▶ [Yapılacak iş] İran'da emekçilerin yoksullaşmasını ve milyoner sayısındaki artışı anlatan yazıyı, son cümlesinden sonra gelecek biçimde sürdürün.

Molla rejimi altında ezilen, açlığa, sefalete mahkûm edilen İranlı yoksul emekçilerin rejime olan öfkesi büyüyor. Emperyalist savaşın bölgedeki taraf ve aktörlerinden biri olan İran’ın artan savaş maliyeti, rejimin yolsuzlukları, keyfiliği ve pandemi sürecinde sağlık hizmetleri başta olmak üzere kamu hizmetlerinin çökmesi ülkedeki sorunları daha da kronik hale getirdi. Giderek büyüyen sorunların faturası ise nüfusun %60’ından fazlasının derin bir yoksulluğa itilmesiyle işçi ve emekçilere ödetiliyor. Ekonomik sorunların temel sebebi olarak ABD’yi hedef gösteren rejim temsilcileri ise kendi servetlerini büyüttükçe büyütüyor. Forbes dergisinin yayınladığı rapora[*] göre likit varlıkları bir milyon doların üstünde olan kişilerin sayısı 2020 yılında dünyada %6,3 oranında artarken, İran’da %21,6 oranında arttı. Sayıları 250 bine ulaşan dolar milyonerlerinin toplam serveti ise %24,3 oranında büyüdü.

▶ [Gösterilen veriler]

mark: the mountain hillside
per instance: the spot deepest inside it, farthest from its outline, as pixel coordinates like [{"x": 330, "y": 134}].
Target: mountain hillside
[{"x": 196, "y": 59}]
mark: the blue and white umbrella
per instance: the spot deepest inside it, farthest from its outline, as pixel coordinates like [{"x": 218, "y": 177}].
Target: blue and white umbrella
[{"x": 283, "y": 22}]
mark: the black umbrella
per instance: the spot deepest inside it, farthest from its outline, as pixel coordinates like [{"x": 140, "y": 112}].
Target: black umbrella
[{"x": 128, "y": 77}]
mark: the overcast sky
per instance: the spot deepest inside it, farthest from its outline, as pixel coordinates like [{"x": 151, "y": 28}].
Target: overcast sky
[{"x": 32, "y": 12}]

▶ [Görevin sonucu]
Artan çelişkiler ve yoksulluk karşısında emekçilerin öfkesi özellikle 2017’den bu yana yüzlerce protesto, grev ve direnişle rejime karşı mücadeleye dönüşmüş durumda. Başta petrol, doğalgaz ve enerji sektöründe çalışan işçiler olmak üzere öğretmenlerin, emeklilerin, sağlık emekçilerinin yürüttükleri mücadelede baskıcı rejimin işçi ve emekçilere dayattığı sefalet koşullarına karşı ortak sesler yükseliyor. İranlı işçiler kamu hizmetlerinin çökmesine, açlık sınırının bile altında olan ücretlerinin aylarca ödenmemesinin “kural” haline getirilmesine, sosyal haklar ve iş güvencesinin olmayışına, bağımsız sendikal örgütlenme haklarının tanınmamasına karşı ülke genelinde eylemler gerçekleştiriyorlar.
Grev, direniş ve kitlesel protestolar artıyor
2021’in Mayıs ayından bu yana, her türlü şiddete rağmen devlet kurumları önünde düzenlenen mitingler de dâhil olmak üzere protestolar ve grevler İran’ı bir baştan bir başa sarmış durumda.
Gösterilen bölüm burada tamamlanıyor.